What to produce:
Give every line from the entries that contains "lattice".

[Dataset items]
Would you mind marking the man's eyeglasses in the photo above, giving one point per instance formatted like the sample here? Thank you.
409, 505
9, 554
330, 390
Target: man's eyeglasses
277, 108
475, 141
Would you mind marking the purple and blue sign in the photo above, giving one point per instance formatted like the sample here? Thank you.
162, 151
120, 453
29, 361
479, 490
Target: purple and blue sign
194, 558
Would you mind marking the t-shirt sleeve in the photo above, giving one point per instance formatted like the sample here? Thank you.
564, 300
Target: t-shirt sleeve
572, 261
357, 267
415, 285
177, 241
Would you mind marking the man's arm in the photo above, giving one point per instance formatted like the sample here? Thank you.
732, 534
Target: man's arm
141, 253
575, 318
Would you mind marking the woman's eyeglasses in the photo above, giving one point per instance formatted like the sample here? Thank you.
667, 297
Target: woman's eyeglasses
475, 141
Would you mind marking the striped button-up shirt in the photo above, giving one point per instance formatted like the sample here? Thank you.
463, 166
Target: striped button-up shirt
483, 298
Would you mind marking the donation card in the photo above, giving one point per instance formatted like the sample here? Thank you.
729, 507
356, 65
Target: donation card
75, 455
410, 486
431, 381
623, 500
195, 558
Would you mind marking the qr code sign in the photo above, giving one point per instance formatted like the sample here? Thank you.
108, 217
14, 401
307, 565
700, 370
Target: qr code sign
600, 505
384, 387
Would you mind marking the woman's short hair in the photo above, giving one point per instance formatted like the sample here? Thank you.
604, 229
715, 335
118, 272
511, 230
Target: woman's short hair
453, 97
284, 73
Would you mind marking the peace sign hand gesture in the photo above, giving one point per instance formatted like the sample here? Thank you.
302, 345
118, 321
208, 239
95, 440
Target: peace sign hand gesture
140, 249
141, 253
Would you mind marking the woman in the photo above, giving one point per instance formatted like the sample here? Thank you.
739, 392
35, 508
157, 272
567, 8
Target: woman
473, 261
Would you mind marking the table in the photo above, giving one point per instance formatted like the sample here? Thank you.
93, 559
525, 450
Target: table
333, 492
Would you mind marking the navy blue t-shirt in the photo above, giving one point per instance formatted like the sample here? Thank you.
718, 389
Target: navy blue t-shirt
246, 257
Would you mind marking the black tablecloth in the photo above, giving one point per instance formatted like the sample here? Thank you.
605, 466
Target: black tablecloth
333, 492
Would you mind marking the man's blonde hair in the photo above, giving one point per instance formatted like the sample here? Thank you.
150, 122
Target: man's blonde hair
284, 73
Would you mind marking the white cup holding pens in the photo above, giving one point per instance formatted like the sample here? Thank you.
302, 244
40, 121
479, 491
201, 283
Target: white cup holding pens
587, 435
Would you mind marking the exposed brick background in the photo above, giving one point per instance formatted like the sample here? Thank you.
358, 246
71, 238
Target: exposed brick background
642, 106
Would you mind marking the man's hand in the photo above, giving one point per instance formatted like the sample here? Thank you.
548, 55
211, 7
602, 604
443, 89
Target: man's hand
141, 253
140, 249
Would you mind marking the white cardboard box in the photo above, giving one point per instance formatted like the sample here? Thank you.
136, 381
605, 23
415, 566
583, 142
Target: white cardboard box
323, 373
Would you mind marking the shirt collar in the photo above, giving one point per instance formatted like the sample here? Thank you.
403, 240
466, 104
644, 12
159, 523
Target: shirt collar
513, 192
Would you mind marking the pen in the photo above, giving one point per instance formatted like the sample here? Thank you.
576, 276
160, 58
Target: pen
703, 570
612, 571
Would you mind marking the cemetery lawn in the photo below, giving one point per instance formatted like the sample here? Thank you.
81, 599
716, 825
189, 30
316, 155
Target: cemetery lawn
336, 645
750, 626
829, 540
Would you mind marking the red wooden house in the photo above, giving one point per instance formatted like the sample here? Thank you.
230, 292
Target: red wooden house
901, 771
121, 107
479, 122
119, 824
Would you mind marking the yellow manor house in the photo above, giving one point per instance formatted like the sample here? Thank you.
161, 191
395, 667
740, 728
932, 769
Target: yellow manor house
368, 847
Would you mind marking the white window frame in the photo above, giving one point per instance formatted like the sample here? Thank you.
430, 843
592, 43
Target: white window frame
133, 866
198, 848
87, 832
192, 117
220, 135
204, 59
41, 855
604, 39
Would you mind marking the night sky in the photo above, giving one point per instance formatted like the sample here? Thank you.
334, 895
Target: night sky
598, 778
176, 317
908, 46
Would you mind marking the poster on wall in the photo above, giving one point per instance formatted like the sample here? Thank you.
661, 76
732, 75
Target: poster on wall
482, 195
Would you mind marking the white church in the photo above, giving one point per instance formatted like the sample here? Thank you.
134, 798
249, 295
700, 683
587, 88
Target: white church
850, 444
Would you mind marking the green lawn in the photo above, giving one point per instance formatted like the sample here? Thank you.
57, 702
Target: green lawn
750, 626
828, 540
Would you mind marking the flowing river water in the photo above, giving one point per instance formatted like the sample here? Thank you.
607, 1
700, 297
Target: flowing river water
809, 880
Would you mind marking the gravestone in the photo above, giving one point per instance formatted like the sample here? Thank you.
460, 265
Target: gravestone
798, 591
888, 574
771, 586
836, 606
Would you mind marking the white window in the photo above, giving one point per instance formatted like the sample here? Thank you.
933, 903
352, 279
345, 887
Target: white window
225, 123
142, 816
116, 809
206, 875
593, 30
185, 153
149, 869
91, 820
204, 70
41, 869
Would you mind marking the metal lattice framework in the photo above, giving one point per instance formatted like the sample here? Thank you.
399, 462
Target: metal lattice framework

Answer area:
Would you mind marking the metal lattice framework in the photo above, giving one point per instance formatted like the sample here? Thank you.
Target: metal lattice framework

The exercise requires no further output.